▶ _AVAILABLE DATA_:
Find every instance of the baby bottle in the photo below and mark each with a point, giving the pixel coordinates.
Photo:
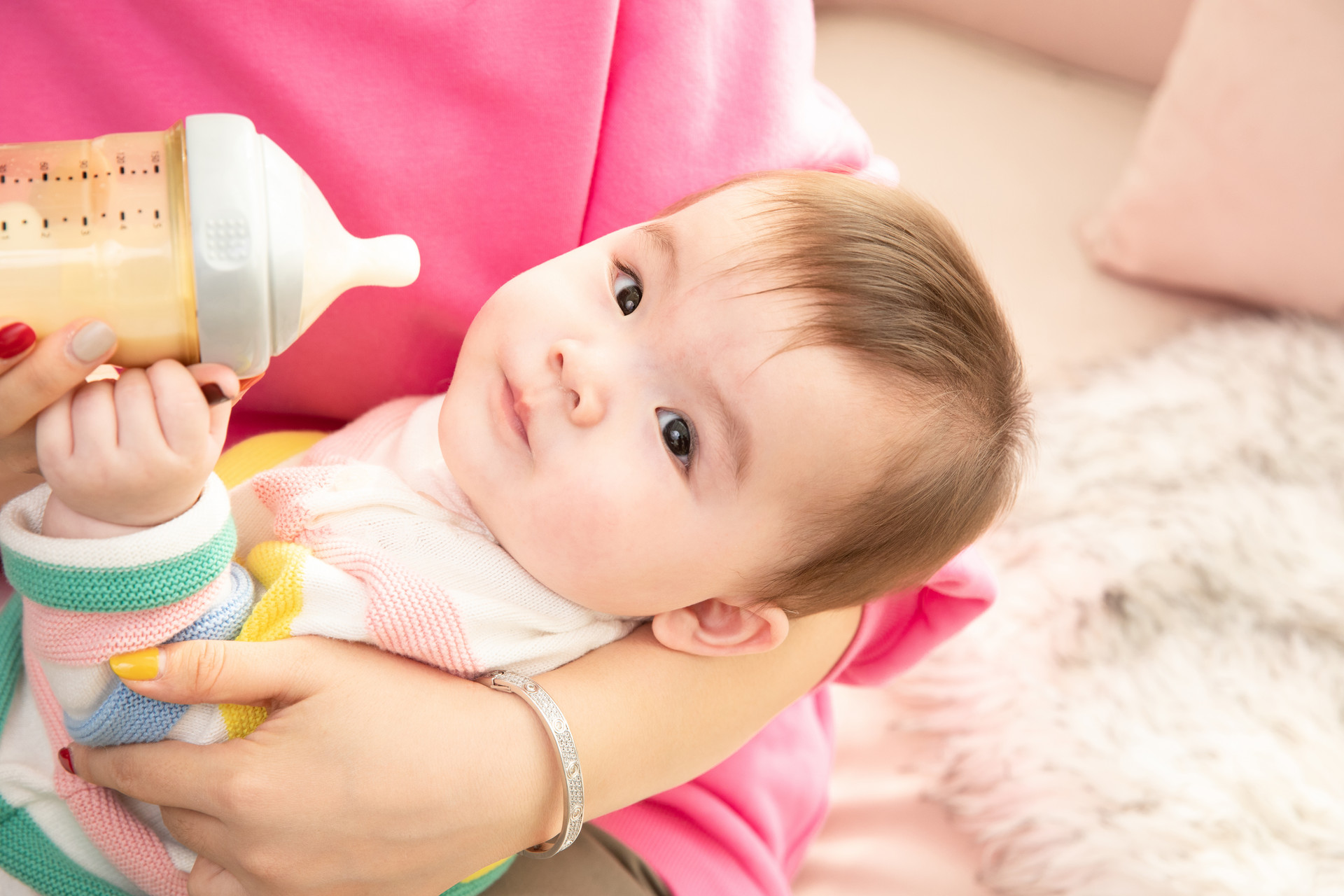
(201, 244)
...
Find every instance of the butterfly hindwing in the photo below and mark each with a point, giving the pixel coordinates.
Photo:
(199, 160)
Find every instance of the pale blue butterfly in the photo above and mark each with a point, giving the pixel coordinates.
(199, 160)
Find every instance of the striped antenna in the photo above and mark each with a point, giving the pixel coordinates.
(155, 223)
--
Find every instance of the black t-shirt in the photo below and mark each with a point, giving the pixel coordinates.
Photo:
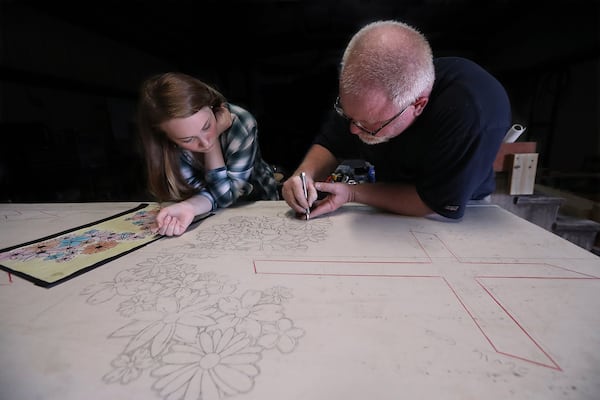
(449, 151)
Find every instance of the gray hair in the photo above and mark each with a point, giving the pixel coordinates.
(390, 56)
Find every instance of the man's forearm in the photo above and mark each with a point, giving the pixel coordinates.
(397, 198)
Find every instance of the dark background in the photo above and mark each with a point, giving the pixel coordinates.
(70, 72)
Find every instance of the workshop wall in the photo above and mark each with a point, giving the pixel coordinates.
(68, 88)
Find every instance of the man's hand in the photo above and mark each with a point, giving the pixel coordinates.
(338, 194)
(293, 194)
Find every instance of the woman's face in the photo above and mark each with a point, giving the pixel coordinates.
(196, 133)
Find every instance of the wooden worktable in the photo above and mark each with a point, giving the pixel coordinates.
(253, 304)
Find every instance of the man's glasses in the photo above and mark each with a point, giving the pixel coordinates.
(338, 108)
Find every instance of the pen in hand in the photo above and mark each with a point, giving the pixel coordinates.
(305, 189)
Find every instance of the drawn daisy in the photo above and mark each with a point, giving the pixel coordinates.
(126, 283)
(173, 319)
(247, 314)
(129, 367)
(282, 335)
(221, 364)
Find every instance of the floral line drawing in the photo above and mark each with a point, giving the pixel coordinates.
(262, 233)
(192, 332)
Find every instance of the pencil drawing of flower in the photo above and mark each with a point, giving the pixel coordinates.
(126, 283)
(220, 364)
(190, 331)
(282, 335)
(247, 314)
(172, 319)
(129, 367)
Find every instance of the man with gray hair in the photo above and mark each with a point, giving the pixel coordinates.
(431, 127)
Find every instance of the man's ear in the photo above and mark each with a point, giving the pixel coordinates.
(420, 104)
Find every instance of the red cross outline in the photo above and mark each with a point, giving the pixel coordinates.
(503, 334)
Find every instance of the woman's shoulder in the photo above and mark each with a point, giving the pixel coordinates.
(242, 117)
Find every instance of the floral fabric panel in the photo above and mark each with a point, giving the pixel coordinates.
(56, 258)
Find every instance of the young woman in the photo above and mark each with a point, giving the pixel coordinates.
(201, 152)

▶ _STATED PROBLEM_: List every row above that contains the string "below".

▶ _FINAL ANSWER_:
Find every instance of the baby bottle in the photo below and mark each with a point, giving the pixel coordinates.
Find every instance of the butterfly hindwing in the photo below and mark each with a point, giving the pixel coordinates.
Find every instance of the black t-shirt in the photo below and mark each with a point, giving the pixel coordinates.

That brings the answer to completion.